* Exercise instructions *
Rescale everything from the line containing "person in background" down to the line containing "<point>351,286</point>", both included. Write those lines out again, requests included, with each point coordinate in the answers multiplied by 2.55 and rounded to a whole number (halves round up), leaving the requests and their format samples unchanged and giving no other lines.

[start of Dataset content]

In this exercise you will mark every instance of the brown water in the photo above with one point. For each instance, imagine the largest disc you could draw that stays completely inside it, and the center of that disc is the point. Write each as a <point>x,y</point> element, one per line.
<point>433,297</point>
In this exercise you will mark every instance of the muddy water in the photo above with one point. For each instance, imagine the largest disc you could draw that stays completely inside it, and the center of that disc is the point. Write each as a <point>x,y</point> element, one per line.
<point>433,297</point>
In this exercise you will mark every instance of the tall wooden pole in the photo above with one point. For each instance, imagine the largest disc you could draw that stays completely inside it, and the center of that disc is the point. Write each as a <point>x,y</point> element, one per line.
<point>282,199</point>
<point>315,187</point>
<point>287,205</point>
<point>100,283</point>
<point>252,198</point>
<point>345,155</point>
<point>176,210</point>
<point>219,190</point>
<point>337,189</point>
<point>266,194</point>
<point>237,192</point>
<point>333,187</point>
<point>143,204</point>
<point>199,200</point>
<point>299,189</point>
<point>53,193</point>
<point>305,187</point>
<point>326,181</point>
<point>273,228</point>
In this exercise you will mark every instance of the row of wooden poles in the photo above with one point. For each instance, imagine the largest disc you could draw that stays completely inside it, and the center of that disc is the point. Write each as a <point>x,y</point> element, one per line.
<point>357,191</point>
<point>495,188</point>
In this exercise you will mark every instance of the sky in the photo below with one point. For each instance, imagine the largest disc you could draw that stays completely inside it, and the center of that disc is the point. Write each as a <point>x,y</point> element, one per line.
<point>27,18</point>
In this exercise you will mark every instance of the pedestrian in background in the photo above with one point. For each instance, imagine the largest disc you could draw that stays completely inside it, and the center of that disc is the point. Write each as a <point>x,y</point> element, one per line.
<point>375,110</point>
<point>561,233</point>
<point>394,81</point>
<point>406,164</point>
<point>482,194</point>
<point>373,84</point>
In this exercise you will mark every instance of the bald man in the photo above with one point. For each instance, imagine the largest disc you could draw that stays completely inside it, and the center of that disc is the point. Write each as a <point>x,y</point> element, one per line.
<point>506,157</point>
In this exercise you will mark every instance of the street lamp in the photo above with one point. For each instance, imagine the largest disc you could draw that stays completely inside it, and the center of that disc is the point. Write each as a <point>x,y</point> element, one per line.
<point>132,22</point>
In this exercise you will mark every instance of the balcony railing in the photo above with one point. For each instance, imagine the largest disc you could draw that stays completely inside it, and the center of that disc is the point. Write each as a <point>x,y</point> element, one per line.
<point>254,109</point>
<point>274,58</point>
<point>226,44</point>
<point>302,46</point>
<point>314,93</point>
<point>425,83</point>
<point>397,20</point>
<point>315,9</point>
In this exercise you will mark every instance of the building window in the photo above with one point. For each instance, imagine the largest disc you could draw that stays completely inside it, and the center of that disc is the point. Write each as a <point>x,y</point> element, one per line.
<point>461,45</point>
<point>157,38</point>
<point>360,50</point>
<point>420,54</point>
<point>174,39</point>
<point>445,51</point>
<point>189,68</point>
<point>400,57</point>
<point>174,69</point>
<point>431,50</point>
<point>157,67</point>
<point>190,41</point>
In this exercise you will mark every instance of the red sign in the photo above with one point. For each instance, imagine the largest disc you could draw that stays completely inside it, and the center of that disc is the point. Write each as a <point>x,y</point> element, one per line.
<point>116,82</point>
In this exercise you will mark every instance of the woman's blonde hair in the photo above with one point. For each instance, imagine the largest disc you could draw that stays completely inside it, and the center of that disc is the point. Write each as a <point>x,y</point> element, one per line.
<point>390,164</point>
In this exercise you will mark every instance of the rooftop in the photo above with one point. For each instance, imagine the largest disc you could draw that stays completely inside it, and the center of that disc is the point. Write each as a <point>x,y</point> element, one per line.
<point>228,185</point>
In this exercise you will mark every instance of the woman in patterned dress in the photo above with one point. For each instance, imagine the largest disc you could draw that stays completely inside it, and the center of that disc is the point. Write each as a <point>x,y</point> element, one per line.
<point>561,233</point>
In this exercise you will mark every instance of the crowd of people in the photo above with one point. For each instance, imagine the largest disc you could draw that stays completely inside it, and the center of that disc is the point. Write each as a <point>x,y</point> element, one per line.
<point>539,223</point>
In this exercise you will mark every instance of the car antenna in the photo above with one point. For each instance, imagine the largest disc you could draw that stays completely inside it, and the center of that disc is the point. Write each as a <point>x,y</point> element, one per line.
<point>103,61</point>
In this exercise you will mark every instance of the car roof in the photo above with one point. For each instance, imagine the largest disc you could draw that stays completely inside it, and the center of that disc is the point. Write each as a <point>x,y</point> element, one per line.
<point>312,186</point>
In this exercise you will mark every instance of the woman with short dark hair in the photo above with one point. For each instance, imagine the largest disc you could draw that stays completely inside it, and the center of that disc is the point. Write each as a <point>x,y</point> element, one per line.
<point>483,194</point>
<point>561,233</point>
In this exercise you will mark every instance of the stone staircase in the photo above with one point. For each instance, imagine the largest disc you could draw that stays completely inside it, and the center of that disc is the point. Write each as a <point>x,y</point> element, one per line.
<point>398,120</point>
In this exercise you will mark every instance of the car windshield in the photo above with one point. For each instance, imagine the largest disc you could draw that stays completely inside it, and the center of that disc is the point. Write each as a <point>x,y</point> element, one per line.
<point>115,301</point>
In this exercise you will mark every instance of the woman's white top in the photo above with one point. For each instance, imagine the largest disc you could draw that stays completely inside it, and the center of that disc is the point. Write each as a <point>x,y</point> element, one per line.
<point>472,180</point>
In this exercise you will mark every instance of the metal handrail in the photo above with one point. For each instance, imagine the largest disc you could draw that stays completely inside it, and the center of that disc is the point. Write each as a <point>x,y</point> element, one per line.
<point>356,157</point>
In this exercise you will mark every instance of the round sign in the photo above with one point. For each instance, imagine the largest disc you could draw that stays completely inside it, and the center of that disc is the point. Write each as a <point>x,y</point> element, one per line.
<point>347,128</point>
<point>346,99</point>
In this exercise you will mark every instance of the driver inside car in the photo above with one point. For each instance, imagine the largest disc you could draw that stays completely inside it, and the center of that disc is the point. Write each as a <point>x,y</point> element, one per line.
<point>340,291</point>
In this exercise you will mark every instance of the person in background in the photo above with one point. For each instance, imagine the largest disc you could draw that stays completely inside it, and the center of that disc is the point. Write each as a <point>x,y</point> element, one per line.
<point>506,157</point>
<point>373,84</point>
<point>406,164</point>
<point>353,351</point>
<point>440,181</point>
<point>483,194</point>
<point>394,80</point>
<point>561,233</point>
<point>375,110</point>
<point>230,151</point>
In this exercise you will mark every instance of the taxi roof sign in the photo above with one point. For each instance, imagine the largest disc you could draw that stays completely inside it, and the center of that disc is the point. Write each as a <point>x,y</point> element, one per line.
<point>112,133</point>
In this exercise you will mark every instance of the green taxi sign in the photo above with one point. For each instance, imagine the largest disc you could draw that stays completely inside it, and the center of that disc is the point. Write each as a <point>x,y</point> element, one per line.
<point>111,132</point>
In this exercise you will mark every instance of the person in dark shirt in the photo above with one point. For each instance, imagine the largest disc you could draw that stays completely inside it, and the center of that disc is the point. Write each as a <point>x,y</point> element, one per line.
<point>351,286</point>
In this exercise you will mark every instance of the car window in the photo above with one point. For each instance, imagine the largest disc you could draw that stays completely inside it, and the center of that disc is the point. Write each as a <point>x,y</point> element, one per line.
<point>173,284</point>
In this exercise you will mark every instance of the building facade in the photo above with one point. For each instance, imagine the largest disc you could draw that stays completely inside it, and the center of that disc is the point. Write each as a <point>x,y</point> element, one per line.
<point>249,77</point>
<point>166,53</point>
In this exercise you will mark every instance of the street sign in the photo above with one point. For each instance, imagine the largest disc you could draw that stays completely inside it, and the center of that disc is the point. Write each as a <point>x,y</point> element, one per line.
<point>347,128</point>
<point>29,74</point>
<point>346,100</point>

[end of Dataset content]

* Response below *
In this exercise you will mark every instance of the person in background in the photo above with one point. For each instance, imagine the largest disc you could draw that stays completely inside it, and the center of that disc is the point. Write each as a <point>x,y</point> element, one per line.
<point>1290,400</point>
<point>951,214</point>
<point>1035,418</point>
<point>900,895</point>
<point>1122,462</point>
<point>1232,495</point>
<point>1005,204</point>
<point>1431,594</point>
<point>956,281</point>
<point>587,385</point>
In this exercise you will mark every instance of the taxi roof sign in the photo above with one point. For each instance, imagine the largest disc you could draw that stays completely inside it, and the center of that disc is the point. Write each as a <point>x,y</point> element, one per line.
<point>286,339</point>
In this exercise you will mark every instance of the green taxi sign in the photo above with one point. For each instance, imagine the largest disc you could draw that stays completely inside it, and the center of that disc is the point. Write each as a <point>x,y</point> element, one per line.
<point>283,337</point>
In this exercise you will mark every instance of the person in dark shirt in the photo above with one point. For each instance, imagine the largest disc you could draw that stays completely inside it, and the center of that disc is the point. Write each as a <point>x,y</point> element, one per line.
<point>895,729</point>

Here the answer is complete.